WORK ORDER:
Could you rewrite every line of the rows below as a Markdown table with the columns "No" and "Line", putting each line's number under "No" and the line itself under "Line" and leaving out any blank lines?

------------

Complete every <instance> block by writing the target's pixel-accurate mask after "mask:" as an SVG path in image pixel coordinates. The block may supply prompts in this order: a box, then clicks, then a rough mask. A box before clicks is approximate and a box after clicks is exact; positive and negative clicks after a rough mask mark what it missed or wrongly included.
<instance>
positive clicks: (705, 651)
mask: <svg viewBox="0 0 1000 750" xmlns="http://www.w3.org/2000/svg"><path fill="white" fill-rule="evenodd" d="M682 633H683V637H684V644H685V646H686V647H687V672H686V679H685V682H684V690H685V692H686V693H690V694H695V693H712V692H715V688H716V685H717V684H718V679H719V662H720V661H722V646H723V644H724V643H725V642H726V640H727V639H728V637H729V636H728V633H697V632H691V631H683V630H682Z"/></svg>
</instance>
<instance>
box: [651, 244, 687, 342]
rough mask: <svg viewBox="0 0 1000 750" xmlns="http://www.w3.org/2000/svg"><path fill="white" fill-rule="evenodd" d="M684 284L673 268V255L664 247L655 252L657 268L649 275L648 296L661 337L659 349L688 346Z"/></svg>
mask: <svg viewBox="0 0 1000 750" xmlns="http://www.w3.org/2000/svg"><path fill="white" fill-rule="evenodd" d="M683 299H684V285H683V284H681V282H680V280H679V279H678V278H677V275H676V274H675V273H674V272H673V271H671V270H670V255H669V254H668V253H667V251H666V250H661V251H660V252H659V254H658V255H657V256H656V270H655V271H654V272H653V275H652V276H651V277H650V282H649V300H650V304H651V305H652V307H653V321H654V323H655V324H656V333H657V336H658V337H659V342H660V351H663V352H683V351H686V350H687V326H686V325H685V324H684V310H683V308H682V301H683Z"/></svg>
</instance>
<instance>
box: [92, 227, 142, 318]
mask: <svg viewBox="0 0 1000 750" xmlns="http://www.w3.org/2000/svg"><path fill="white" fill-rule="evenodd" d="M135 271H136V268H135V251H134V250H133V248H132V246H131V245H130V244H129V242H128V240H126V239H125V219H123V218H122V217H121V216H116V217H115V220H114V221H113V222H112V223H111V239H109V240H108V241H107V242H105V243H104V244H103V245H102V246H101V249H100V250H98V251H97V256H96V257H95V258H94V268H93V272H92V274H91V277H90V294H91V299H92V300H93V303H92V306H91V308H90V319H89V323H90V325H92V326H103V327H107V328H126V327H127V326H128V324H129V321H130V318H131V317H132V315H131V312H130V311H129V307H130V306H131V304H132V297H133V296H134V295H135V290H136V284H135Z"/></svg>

------------

WRITTEN SOLUTION:
| No | Line |
|---|---|
| 1 | Complete every <instance> block by writing the target's pixel-accurate mask after "mask:" as an SVG path in image pixel coordinates. The block may supply prompts in this order: a box, then clicks, then a rough mask. A box before clicks is approximate and a box after clicks is exact; positive and negative clicks after a rough mask mark what it missed or wrongly included. |
| 2 | <instance> |
| 3 | positive clicks: (705, 651) |
| 4 | mask: <svg viewBox="0 0 1000 750" xmlns="http://www.w3.org/2000/svg"><path fill="white" fill-rule="evenodd" d="M682 633H683V637H684V644H685V646H686V647H687V672H686V679H685V682H684V690H685V692H686V693H690V694H695V693H712V692H715V688H716V685H717V684H718V679H719V662H720V661H722V646H723V644H724V643H725V642H726V640H727V639H728V637H729V636H728V633H697V632H691V631H683V630H682Z"/></svg> |
| 5 | </instance> |
| 6 | <instance> |
| 7 | box: [651, 244, 687, 342] |
| 8 | rough mask: <svg viewBox="0 0 1000 750" xmlns="http://www.w3.org/2000/svg"><path fill="white" fill-rule="evenodd" d="M684 284L673 268V255L664 247L655 252L657 268L649 275L648 296L661 337L659 349L688 346Z"/></svg> |
| 9 | mask: <svg viewBox="0 0 1000 750" xmlns="http://www.w3.org/2000/svg"><path fill="white" fill-rule="evenodd" d="M683 299H684V285H683V284H681V282H680V280H679V279H678V278H677V275H676V274H675V273H674V272H673V271H671V270H670V255H669V254H668V253H667V251H666V250H661V251H660V252H659V254H658V255H657V256H656V270H655V271H654V272H653V275H652V276H651V277H650V282H649V300H650V304H651V305H652V307H653V321H654V323H655V324H656V333H657V336H658V337H659V342H660V351H663V352H683V351H686V350H687V326H686V325H685V324H684V310H683V308H682V301H683Z"/></svg> |
| 10 | </instance> |
| 11 | <instance> |
| 12 | box: [92, 227, 142, 318] |
| 13 | mask: <svg viewBox="0 0 1000 750" xmlns="http://www.w3.org/2000/svg"><path fill="white" fill-rule="evenodd" d="M135 271H136V268H135V251H134V250H133V248H132V246H131V245H130V244H129V242H128V240H126V239H125V219H123V218H122V217H121V216H116V217H115V220H114V221H113V222H112V223H111V239H109V240H108V241H107V242H105V243H104V244H103V245H102V246H101V249H100V250H98V251H97V256H96V257H95V258H94V268H93V272H92V274H91V277H90V294H91V299H92V300H93V303H92V306H91V308H90V319H89V323H90V325H92V326H103V327H107V328H126V327H127V326H128V324H129V321H130V318H131V317H132V315H131V312H130V311H129V307H130V306H131V304H132V297H133V296H134V295H135V290H136V284H135Z"/></svg> |